Consigne
Recopiez les items en commençant à la ligne qui contient "On this screenshot, the yellow" et en terminant à la fin des items. Remplacez "red" par "green" et ne modifiez rien d'autre.

Items fournis
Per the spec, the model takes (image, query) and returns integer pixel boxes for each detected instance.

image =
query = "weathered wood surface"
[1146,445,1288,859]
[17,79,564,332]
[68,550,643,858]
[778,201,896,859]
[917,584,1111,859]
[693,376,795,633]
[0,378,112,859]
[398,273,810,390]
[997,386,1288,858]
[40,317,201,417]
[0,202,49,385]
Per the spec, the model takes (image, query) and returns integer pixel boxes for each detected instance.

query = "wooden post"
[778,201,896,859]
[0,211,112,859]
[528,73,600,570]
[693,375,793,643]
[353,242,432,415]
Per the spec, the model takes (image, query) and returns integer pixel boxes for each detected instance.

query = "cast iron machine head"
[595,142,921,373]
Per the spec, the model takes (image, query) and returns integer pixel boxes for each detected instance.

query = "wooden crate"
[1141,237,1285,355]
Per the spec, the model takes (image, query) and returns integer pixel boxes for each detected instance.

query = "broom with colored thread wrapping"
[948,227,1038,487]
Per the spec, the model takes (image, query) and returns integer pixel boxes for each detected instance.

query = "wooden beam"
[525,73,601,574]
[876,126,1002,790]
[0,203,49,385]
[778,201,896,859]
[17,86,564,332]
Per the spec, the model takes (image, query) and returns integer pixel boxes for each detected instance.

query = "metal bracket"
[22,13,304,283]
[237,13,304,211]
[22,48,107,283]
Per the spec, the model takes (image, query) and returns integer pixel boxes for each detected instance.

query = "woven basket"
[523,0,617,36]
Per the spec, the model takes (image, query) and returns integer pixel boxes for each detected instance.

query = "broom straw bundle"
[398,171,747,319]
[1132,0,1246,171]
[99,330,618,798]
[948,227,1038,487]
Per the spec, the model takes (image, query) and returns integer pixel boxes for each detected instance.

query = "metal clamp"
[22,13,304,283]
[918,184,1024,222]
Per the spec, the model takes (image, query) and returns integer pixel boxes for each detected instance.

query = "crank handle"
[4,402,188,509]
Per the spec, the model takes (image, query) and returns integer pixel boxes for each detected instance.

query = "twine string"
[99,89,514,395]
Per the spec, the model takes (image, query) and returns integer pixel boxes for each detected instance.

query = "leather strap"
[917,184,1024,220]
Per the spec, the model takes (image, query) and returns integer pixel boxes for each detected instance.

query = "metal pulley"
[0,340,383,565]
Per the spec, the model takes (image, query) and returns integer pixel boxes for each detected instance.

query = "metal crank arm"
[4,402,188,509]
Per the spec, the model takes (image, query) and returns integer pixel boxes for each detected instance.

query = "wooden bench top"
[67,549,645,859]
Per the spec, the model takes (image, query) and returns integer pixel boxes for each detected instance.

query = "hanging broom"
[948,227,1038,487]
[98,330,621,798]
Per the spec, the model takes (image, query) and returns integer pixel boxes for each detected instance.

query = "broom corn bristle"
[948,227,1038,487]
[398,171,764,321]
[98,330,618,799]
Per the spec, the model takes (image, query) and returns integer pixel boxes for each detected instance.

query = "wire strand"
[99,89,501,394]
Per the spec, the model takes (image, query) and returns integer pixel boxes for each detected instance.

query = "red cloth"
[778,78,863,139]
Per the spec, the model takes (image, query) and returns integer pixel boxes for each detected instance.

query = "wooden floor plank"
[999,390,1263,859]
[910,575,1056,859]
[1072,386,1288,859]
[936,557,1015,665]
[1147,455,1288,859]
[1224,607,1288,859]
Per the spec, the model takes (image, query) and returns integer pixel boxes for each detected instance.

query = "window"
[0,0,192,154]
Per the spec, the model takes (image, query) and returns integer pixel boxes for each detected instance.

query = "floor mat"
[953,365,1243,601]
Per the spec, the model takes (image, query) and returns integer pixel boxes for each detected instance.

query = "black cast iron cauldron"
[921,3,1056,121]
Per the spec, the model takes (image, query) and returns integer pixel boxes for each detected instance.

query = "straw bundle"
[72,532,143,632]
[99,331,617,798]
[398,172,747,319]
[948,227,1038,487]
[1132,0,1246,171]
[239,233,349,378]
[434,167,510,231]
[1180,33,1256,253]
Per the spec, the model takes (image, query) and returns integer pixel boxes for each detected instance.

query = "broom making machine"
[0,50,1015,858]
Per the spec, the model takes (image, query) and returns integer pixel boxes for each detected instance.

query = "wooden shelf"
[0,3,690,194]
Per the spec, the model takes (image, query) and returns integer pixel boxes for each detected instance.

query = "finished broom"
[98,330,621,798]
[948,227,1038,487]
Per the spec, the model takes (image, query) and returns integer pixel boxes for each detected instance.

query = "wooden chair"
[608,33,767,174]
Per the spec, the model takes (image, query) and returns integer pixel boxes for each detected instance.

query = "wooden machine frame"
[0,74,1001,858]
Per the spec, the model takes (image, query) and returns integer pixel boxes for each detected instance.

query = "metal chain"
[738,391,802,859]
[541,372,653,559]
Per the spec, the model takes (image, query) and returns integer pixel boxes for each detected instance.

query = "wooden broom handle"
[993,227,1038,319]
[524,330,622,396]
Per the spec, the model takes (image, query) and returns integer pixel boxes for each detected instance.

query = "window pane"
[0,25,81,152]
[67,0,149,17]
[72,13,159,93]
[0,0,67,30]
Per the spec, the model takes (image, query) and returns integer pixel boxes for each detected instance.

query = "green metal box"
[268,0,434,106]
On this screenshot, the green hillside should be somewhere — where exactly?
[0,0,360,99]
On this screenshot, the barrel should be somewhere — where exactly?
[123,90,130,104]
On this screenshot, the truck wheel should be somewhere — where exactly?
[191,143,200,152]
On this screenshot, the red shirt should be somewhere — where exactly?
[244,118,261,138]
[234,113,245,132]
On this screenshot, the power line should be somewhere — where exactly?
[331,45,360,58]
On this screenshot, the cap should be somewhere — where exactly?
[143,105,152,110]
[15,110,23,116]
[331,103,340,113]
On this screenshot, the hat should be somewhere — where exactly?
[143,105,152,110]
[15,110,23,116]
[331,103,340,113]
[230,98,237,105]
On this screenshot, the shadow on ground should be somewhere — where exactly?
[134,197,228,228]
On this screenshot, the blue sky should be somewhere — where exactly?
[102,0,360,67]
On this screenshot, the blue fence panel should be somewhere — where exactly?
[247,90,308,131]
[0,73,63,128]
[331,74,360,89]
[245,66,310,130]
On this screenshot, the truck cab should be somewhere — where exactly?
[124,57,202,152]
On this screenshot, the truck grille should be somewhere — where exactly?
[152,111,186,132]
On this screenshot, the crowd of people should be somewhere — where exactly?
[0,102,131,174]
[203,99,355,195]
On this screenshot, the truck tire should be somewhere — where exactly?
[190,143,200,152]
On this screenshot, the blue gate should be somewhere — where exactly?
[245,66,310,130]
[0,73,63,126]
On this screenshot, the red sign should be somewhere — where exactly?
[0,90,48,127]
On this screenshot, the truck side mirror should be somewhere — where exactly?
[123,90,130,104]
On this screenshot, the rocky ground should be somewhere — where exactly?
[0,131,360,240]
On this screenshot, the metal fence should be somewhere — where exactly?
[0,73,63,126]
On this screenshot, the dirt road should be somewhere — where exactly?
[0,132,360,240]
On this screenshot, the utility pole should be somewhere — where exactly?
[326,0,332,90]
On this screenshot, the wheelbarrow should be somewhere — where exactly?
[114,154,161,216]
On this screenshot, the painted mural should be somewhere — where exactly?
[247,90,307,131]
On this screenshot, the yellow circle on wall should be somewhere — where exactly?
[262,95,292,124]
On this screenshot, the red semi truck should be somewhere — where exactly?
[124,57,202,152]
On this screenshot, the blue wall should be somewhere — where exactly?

Réponse
On this screenshot, the yellow circle on wall should be somewhere — where exactly?
[262,95,292,124]
On this screenshot, the green semi truck should be somewhere — where exactly?
[124,57,202,152]
On this screenshot, the blue wall should be somewhere — where exactly?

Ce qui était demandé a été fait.